=== Begin Enclosure ===

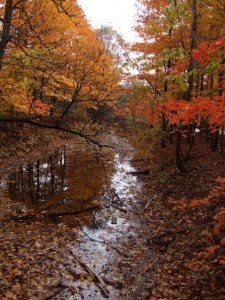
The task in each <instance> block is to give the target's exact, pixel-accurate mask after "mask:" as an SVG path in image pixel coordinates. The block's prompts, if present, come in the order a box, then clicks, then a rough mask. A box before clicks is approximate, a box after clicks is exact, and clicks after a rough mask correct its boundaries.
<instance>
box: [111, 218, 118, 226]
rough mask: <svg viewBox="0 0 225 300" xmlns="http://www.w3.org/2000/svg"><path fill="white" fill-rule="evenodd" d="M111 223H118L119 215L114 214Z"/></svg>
mask: <svg viewBox="0 0 225 300" xmlns="http://www.w3.org/2000/svg"><path fill="white" fill-rule="evenodd" d="M111 223H112V224H117V217H116V216H112V219H111Z"/></svg>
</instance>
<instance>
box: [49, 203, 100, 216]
mask: <svg viewBox="0 0 225 300" xmlns="http://www.w3.org/2000/svg"><path fill="white" fill-rule="evenodd" d="M99 208H100V206H99V205H95V206H92V207H88V208H86V209H82V210H78V211H67V212H59V213H47V214H44V215H45V216H47V217H60V216H68V215H79V214H82V213H85V212H88V211H92V210H95V209H99Z"/></svg>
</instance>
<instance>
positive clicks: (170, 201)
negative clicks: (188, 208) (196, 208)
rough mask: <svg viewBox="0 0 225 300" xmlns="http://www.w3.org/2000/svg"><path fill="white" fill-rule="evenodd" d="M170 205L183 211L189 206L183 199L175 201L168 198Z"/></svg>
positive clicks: (177, 199) (168, 201) (168, 200)
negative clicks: (183, 208)
mask: <svg viewBox="0 0 225 300" xmlns="http://www.w3.org/2000/svg"><path fill="white" fill-rule="evenodd" d="M167 201H168V203H169V204H172V205H174V206H175V207H176V208H178V209H183V208H185V207H186V206H187V204H186V203H185V202H184V200H182V199H179V200H178V199H174V198H172V197H169V198H168V200H167Z"/></svg>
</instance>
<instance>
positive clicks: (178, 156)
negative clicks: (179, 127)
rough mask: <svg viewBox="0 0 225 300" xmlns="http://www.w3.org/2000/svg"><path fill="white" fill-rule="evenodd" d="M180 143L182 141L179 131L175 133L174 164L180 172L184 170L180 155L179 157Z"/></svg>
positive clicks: (179, 153) (180, 143)
mask: <svg viewBox="0 0 225 300" xmlns="http://www.w3.org/2000/svg"><path fill="white" fill-rule="evenodd" d="M181 143H182V135H181V133H180V131H177V133H176V165H177V168H178V169H179V171H180V172H181V173H184V172H186V171H187V170H186V168H185V167H184V165H183V162H182V157H181Z"/></svg>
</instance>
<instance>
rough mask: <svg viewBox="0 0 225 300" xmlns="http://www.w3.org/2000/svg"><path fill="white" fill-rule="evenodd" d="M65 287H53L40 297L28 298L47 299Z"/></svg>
mask: <svg viewBox="0 0 225 300" xmlns="http://www.w3.org/2000/svg"><path fill="white" fill-rule="evenodd" d="M66 288H67V287H66V286H60V287H57V288H56V289H54V290H53V291H51V292H49V293H47V294H45V295H42V296H40V297H32V298H30V300H47V299H51V298H52V297H54V296H56V295H58V294H59V293H60V292H62V291H63V290H65V289H66Z"/></svg>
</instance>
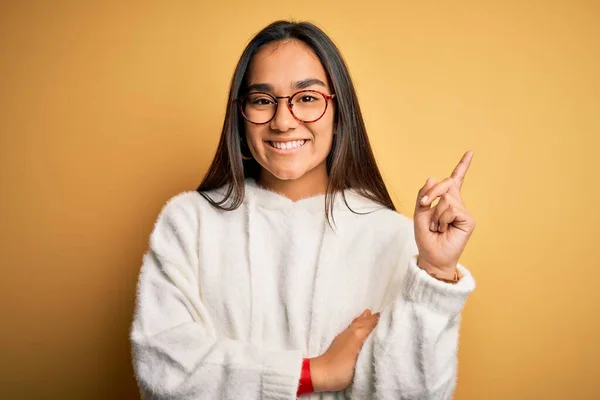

=== End Enclosure ===

• [Your goal] Please copy out all of the data above word for word, leaving out the pictures.

• [Output of the task]
The task in each <instance> block is to give the target's exact, pixel-accurate mask after "mask:" as an SVG path in image pixel coordinates. The block's prompts, if present, come in the order a box, then clicks, then a rough mask. A box before clicks is approximate, a box after clicks is exact, and clicks after a rough mask correct its boundaries.
<instance>
box: [111, 218, 118, 226]
rough mask: <svg viewBox="0 0 225 300" xmlns="http://www.w3.org/2000/svg"><path fill="white" fill-rule="evenodd" d="M111 223H118L119 215L114 214Z"/></svg>
mask: <svg viewBox="0 0 225 300" xmlns="http://www.w3.org/2000/svg"><path fill="white" fill-rule="evenodd" d="M111 223H112V224H117V217H116V216H112V219H111Z"/></svg>
</instance>
<instance>
box: [49, 203, 100, 216]
mask: <svg viewBox="0 0 225 300" xmlns="http://www.w3.org/2000/svg"><path fill="white" fill-rule="evenodd" d="M99 208H100V206H99V205H95V206H92V207H88V208H86V209H82V210H78V211H67V212H59V213H47V214H44V215H45V216H47V217H60V216H68V215H79V214H82V213H85V212H88V211H92V210H95V209H99Z"/></svg>
</instance>
<instance>
positive clicks: (170, 201)
negative clicks: (188, 208) (196, 208)
rough mask: <svg viewBox="0 0 225 300" xmlns="http://www.w3.org/2000/svg"><path fill="white" fill-rule="evenodd" d="M170 205L183 211L189 206L183 199L175 201L168 198Z"/></svg>
positive clicks: (177, 199) (168, 201) (168, 200)
negative clicks: (183, 208)
mask: <svg viewBox="0 0 225 300" xmlns="http://www.w3.org/2000/svg"><path fill="white" fill-rule="evenodd" d="M167 201H168V203H169V204H172V205H174V206H175V207H176V208H178V209H183V208H185V207H186V206H187V204H186V203H185V202H184V200H182V199H179V200H178V199H174V198H172V197H169V198H168V200H167Z"/></svg>
</instance>
<instance>
positive clicks: (178, 156)
negative clicks: (179, 127)
rough mask: <svg viewBox="0 0 225 300" xmlns="http://www.w3.org/2000/svg"><path fill="white" fill-rule="evenodd" d="M180 143L182 141L179 131L175 133L174 164L180 172L184 170L180 155L179 157Z"/></svg>
positive clicks: (179, 153) (180, 143)
mask: <svg viewBox="0 0 225 300" xmlns="http://www.w3.org/2000/svg"><path fill="white" fill-rule="evenodd" d="M181 143H182V135H181V133H180V131H177V133H176V165H177V168H178V169H179V171H180V172H181V173H184V172H186V171H187V170H186V168H185V167H184V165H183V162H182V157H181Z"/></svg>
</instance>
<instance>
rough mask: <svg viewBox="0 0 225 300" xmlns="http://www.w3.org/2000/svg"><path fill="white" fill-rule="evenodd" d="M65 287H53L40 297L28 298L47 299Z"/></svg>
mask: <svg viewBox="0 0 225 300" xmlns="http://www.w3.org/2000/svg"><path fill="white" fill-rule="evenodd" d="M66 288H67V287H66V286H60V287H57V288H56V289H54V290H53V291H51V292H49V293H47V294H45V295H42V296H40V297H32V298H30V300H47V299H51V298H52V297H54V296H56V295H58V294H59V293H60V292H62V291H63V290H65V289H66Z"/></svg>
</instance>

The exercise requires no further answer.